(Extracts from a box-labeled dataset)
** begin **
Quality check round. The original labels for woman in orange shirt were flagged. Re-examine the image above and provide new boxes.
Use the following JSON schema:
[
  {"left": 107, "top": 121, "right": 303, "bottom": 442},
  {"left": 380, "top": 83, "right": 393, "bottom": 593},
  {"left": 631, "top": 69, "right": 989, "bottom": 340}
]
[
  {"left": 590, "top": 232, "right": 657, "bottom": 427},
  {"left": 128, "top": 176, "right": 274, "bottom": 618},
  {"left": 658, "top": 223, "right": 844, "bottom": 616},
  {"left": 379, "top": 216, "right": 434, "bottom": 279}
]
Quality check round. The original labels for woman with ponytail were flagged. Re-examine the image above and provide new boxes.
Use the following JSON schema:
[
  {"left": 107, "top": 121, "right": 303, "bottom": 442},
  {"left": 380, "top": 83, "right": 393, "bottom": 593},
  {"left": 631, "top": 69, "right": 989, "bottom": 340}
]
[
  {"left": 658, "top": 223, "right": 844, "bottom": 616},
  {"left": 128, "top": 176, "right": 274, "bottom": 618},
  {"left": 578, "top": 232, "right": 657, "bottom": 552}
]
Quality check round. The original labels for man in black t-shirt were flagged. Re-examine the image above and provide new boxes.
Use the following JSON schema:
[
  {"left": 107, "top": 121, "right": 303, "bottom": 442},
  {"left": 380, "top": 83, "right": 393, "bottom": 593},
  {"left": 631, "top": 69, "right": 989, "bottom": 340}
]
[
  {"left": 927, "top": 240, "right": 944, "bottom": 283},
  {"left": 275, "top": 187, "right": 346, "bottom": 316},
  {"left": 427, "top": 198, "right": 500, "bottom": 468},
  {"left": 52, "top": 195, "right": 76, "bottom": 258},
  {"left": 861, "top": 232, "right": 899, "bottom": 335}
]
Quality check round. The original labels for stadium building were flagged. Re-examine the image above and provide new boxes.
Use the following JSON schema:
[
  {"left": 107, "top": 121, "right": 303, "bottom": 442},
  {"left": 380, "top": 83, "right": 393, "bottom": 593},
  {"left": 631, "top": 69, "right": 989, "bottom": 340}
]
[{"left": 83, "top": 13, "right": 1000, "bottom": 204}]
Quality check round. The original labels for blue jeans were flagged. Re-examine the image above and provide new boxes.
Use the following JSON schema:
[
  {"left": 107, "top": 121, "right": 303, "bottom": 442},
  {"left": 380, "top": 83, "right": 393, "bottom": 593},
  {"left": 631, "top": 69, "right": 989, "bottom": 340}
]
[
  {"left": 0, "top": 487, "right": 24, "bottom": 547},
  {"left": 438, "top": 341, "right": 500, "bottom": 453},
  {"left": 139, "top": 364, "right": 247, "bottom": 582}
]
** end **
** begin **
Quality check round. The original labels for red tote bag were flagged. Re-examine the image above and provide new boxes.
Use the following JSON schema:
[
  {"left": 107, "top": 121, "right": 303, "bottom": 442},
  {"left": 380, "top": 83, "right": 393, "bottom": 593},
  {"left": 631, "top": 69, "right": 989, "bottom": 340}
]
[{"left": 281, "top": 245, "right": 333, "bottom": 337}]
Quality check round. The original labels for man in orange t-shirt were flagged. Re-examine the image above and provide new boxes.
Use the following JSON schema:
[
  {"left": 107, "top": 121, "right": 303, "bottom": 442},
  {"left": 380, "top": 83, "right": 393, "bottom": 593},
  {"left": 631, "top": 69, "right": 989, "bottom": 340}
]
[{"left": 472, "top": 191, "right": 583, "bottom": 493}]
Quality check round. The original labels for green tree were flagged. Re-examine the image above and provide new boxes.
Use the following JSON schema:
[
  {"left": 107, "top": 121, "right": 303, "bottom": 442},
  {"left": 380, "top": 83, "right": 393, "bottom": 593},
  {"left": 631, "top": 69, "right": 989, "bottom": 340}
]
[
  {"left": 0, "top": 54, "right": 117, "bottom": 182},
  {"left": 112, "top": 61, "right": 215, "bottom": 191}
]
** end **
** begin **
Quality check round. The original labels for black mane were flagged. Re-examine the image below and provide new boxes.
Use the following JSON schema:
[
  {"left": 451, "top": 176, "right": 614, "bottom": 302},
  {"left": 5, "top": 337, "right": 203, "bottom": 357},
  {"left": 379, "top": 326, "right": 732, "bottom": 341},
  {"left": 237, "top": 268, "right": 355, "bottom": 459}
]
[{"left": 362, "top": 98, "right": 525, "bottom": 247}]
** end **
*TASK GOAL*. Pull out each line above that contains the word "provide" and copy it in full.

*ANSWER TO THE PROBLEM*.
Quality check round. The original labels for woman in orange shirt were flagged. Re-examine the image above and provide new boxes.
Quality check round. The original labels for woman with ponytail were flagged. Re-examine the image above and provide new boxes.
Quality check round. The original labels for man in black t-shirt were flagged. Re-examine the image above and provide new boxes.
Quality check round. The original labels for stadium building were flagged. Re-examine the image above and provide new boxes.
Quality check round. The original labels for blue jeans were flagged. Re-examine the image above and provide new boxes.
Quality check round. The original labels for red tote bag were flagged. Re-examine the image above and provide new boxes.
Quality check round. The original labels for man in orange t-shirt were flagged. Re-examine the image above and provide new boxes.
Quality check round. The original labels for green tree were flagged. Re-examine the image above and provide new boxes.
Quality check round. The original labels for black mane were flagged. Re-examine the image below and provide new boxes.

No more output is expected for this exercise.